MRI technique detects penumbra following stroke by assessing O2 metabolism: validation with [14C] 2-deoxyglucose autoradiography

Craig Robertson1, Chris McCabe1, William Holmes1, Lindsay Gallagher1, Rosario Lopez-Gonzalez1,2, David Brennan1,2, Barrie Condon1,2, Keith Muir1,2, Celestine Santosh1,2, Mhairi Macrae1. 1University of Glasgow, Glasgow Experimental MRI Centre (GEMRIC), Glasgow, United Kingdom, 2Institute of Neurological Sciences, Southern General Hospital, Glasgow, United Kingdom.

Objectives: Following stroke, the ischaemic penumbra represents potentially salvageable tissue surrounding the irreversibly-damaged ischaemic core. Diffusion-perfusion mismatch (DWI-PWI), the current MRI method for identifying penumbra, cannot detect ongoing penumbral metabolism. We have developed a novel MRI technique that should enable a more precise definition of penumbra where 100% oxygen is used as a metabolic biotracer to detect tissue metabolism. Delineating a metabolically active tissue compartment bordering ischaemic core may accurately define viable, candidate penumbral tissue capable of recovery. Penumbral tissue, which has an increased oxygen extraction fraction, should display an increased T2* signal change during oxygen challenge (OC), which we believe equates with persisting tissue metabolism. This assumption was tested by co-registering T2* OC brain images with [14C]-2-deoxyglucose (14C 2-DG) autoradiographic sections, for determination of local cerebral glucose utilisation (LCMRglu).

Methods: Male Sprague Dawley rats (280-320g, n=6) were anaesthetised (2% isofluorane), ventilated (air) and the middle cerebral artery permanently occluded (MCAO) by an intraluminal filament. Imaging (8 coronal slices throughout MCA territory) was performed on a Bruker Biospec 7T/30cm MRI scanner. T2-weighted images provided a neuroanatomical template for co-registration of MR images and 2-DG autoradiograms. Diffusion-weighted imaging (DWI) produced apparent diffusion coefficient (ADC) maps of ischaemic damage and perfusion-weighted imaging (PWI, by continuous ASL) determined the perfusion deficit. A T2*-weighted MRI sequence was run during OC: 5 mins air, 5 mins 100% oxygen & 15 mins air inhalation. Following OC, rats were received an iv bolus of 125 μCi/kg 14C 2-DG and LCMRglu was determined in MRI-defined regions of interest: cortical ischaemic core, contralateral cortex and penumbra, as defined by PWI/DWI mismatch.

Results: Mean (±SD) time from MCAO to start of OC was 171±27.7min. OC induced a T2* signal increase of 3.7±1.2% in contralateral cortex. Within ischaemic core, LCMRglu was reduced by 96% (relative to contralateral cortex) and OC induced a T2* change of

-2.5±2.3%. In penumbra, a 40% increase in LCMRglu co-registered with the greatest (8.34±3.1%) increase in T2* signal change. Interestingly, hyperglycolysis (75% increase in LCMRglu) at the ADC lesion boundary, corresponded with a 1.53% T2* signal increase.

Conclusions: Co-registration of MRI and 2-DG autoradiograms validates the detection of penumbral tissue by the OC technique. The area of greatest T2* signal increase, co-registered with penumbra as defined by PWI/DWI and was metabolically active, as defined by LCMRglu. Negligible T2* signal change and glucose utilisation was recorded within ischaemic core. Hyperglycolysis which bordered the ADC lesion and coregistered with a lower T2* increase, may be indicative of anaerobic glycolysis.

**Directions for this task**
According to the stroke MRI abstract, which scanner was used for imaging? Rely only on the abstract above.

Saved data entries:
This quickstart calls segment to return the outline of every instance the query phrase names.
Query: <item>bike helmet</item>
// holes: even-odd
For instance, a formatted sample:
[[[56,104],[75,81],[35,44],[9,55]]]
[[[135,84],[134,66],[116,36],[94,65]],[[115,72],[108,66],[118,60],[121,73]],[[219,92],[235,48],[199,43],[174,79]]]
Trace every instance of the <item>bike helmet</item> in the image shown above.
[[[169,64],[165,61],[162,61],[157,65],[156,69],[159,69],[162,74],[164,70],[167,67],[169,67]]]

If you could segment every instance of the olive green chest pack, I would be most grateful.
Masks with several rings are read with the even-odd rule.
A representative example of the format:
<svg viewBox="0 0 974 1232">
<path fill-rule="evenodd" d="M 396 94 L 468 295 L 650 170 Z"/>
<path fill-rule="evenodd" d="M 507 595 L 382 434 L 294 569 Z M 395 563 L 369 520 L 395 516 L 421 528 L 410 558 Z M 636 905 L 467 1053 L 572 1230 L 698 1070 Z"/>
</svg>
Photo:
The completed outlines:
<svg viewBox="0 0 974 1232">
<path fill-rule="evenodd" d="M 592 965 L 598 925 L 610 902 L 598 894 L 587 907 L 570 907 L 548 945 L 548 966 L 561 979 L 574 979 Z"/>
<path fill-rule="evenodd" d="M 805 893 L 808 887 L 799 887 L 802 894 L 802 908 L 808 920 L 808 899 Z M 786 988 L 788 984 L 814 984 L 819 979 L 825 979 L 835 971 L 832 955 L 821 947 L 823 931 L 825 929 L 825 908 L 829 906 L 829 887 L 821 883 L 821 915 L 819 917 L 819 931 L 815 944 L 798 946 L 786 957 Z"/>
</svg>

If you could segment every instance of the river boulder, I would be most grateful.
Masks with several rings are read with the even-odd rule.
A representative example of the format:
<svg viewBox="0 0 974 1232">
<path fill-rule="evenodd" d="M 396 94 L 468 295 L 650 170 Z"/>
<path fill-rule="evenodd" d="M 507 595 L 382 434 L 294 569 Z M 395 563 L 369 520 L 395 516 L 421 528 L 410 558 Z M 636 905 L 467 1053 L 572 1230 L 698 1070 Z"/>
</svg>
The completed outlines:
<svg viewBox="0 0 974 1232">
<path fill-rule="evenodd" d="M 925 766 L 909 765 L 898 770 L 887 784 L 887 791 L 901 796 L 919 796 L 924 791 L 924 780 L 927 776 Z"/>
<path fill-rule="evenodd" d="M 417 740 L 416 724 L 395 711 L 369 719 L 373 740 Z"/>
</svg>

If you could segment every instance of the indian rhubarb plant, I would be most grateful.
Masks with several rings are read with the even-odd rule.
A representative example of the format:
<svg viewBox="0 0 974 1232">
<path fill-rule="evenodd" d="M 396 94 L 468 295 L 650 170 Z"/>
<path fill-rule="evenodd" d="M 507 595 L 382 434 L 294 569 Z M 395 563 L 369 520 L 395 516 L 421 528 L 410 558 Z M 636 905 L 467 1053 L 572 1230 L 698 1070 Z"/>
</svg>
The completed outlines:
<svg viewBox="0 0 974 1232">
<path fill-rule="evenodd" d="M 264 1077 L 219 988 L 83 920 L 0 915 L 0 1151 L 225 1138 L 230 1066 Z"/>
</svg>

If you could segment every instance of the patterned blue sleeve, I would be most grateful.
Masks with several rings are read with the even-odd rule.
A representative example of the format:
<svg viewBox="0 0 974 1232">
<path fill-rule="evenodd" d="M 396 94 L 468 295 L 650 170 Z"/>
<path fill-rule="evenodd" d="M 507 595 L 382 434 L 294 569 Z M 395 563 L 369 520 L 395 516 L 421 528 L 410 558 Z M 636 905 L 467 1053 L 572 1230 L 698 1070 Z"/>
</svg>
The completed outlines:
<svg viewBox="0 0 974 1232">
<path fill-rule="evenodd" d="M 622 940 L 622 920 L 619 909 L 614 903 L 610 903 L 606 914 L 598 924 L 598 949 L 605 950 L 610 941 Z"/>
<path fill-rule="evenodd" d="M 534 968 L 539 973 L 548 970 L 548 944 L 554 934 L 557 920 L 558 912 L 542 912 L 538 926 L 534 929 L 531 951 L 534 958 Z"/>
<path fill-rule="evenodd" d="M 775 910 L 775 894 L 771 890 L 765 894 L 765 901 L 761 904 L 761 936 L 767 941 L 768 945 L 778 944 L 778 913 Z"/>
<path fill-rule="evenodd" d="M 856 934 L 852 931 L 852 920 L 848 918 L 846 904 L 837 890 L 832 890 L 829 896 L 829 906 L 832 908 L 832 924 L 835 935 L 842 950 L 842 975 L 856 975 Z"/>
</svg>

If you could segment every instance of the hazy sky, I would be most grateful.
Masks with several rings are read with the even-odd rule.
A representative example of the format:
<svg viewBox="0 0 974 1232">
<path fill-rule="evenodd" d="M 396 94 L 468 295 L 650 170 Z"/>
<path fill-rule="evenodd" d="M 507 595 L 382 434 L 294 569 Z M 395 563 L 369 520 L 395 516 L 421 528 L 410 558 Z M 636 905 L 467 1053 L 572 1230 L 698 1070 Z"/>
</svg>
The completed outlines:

**Solution to the problem**
A Bruker Biospec 7T/30cm MRI scanner.